Selected text –
──────────────────────────────

Oh, and if you hadn’t figured it out yet, we eat out twice a day. The only meal we eat at home is breakfast. We find that it just doesn’t make sense to cook at home since we really don’t have that great of a kitchen and we find it hard to get fresh food.
Alright, so how much do we actually spend on food? On restaurants alone, we spend an average of $760 per month for two people. That’s quite a high budget, but we really like good food… Our meals are usually in the ฿100 to ฿200 ($3-$6) range for lunch, and ฿150-฿300 ($4.50-$9.30) range for dinner. You can easily eat Thai food for ฿60 ($1.90) per meal, but if you have to spend your day on the toilet, it’s not worth it. Not for us, anyway.
We also spend around $250 per month on groceries, which includes breakfast food, drinking water and alcohol. I eat toats and eggs every morning, Chris eats overnight oats with apples. It’s definitely cheaper to eat breakfast at home, and since those are breakfasts that we can easily put together, it’s worth it. 10 eggs cost me ฿50, but my fave loaf of bread is ฿130. Chris gets his oats for dirt cheap, same for the coconut milk. The only thing that’s a bit more pricey is the apples, but they’re worth it!
To get around Koh Tao, most people either buy or rent scooters (or motorbikes, depending on how brave you are). If living on Koh Tao long term, buying is usually a lot cheaper. That’s what we did last year, and after losing a few thousand bahts on our bikes and getting kind of fat, we decided to buy bicycles this year instead.

──────────────────────────────

[Photo-based referring expression data]
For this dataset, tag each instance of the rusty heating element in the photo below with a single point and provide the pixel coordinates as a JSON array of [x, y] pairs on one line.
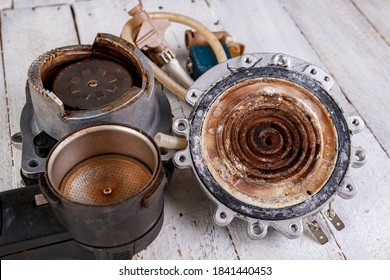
[[269, 142]]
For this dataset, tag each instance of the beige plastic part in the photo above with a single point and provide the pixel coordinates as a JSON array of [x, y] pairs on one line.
[[210, 37], [148, 34], [159, 74]]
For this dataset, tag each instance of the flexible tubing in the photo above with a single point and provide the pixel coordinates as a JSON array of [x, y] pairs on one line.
[[210, 37], [159, 74]]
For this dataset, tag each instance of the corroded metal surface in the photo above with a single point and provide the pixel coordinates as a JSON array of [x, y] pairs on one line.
[[92, 83], [269, 142], [105, 179]]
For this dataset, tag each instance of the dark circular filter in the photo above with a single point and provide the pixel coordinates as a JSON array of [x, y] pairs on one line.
[[92, 83]]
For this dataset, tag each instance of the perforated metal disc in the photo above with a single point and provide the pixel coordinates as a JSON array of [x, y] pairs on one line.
[[105, 179], [92, 83]]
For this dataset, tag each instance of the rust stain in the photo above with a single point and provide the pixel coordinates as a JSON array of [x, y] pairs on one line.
[[269, 142]]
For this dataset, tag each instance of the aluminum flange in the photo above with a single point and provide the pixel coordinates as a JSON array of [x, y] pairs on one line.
[[268, 143]]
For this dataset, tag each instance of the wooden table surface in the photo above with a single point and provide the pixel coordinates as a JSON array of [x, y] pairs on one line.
[[351, 39]]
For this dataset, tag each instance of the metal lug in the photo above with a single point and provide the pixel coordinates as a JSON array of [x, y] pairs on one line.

──────────────────────────────

Task objective – Continue the text about food and getting around on Koh Tao, picking up after its final sentence.

Output of the task –
This is a very unusual thing to do, there are not that many bicycles on the island. It’s mostly due to the fact that there are quite a bit of hills… But since we got an apartment that is walking distance to our coworking, we only needed a bike to go to restaurants. That wasn’t enough of an incentive for us to buy another scooter. They’re not the safest, but we’ve been lucky enough to not have really bad accidents. We didn’t want to test our luck, though!
And we also wanted to get in shape, so bicycles it was! We bought them on Lazada (the Amazon of Thailand) for ฿3,990 ($125) each. We had to put them together ourselves, which wasn’t really that easy. We bought a set of Allen keys because our bikes didn’t come with any, which cost peanuts.
After using the bikes for a couple of months already though, we can tell that they’re not quality bikes. They’ll do for now, but even though they look good, they squeak a lot. They get us from point A to point B, but they won’t last forever.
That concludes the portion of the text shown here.